**SOURCE DATA**
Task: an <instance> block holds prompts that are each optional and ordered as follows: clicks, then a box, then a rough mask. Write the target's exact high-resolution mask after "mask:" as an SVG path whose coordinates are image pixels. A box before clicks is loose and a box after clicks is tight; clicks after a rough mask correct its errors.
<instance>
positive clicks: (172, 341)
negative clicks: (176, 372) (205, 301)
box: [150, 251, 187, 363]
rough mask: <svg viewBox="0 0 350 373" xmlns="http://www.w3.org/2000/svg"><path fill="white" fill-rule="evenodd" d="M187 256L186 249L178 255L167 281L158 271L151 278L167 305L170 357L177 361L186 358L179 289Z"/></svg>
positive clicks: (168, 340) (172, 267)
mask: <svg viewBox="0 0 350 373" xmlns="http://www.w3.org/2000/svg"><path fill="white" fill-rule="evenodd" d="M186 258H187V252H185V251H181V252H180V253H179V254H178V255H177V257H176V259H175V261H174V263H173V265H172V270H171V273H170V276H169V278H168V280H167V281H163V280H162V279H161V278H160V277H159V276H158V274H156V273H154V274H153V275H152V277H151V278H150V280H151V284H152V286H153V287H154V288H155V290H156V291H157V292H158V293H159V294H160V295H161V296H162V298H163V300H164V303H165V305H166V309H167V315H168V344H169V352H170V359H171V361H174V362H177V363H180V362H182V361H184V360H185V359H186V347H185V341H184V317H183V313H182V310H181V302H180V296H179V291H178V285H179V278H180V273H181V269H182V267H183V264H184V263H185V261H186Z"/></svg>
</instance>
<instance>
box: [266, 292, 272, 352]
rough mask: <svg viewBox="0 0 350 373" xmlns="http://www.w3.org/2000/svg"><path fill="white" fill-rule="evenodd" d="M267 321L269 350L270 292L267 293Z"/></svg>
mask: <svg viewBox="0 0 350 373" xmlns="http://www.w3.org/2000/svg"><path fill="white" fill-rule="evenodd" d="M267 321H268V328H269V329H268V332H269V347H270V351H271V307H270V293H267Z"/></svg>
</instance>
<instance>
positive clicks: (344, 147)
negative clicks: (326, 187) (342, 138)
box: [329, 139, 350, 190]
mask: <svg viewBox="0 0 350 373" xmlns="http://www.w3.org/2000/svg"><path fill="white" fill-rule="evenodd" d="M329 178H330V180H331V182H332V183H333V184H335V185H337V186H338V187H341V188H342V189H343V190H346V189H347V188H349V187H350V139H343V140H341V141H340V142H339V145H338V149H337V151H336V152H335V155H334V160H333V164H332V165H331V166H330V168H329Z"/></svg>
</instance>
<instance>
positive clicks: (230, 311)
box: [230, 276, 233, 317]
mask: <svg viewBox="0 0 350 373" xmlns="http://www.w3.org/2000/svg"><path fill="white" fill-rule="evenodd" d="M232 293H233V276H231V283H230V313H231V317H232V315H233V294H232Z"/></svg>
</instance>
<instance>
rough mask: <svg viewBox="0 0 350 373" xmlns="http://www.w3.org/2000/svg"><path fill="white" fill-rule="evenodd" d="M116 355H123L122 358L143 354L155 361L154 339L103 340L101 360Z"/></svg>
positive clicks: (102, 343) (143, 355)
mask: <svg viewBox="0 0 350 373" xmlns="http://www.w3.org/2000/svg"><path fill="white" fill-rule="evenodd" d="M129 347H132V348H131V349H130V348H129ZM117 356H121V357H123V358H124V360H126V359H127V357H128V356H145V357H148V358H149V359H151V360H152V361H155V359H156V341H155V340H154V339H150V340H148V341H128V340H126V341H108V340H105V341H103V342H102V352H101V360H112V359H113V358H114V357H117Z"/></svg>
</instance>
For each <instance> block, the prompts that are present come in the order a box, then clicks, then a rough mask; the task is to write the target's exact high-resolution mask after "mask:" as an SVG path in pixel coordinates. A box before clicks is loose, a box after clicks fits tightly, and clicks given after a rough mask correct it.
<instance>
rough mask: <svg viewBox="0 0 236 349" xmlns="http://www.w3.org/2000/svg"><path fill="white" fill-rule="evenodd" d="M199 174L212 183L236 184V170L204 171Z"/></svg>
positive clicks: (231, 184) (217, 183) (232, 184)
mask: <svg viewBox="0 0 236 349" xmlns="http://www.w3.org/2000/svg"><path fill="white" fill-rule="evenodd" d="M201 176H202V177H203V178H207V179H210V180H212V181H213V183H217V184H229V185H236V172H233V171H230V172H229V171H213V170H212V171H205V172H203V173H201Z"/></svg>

**TASK TO CARRY OUT**
Each line of the data above containing the string "high" is to be copied.

**SOLUTION TO THIS TASK**
Task: an <instance> block holds prompts that are each optional and ordered as follows: clicks, then a box, then a rough mask. Write the target's exact high-resolution mask after "mask:" as an SVG path whose coordinates are image pixels. A box before clicks is loose and a box after clicks is tight; clicks after a rough mask correct its errors.
For each <instance> block, the prompts that are present come in the order a box, then clicks, then a rough mask; the task is to write the target's exact high-resolution mask after "mask:" as an SVG path in pixel coordinates. A box before clicks is loose, a box after clicks fits tightly, and clicks given after a rough mask correct it.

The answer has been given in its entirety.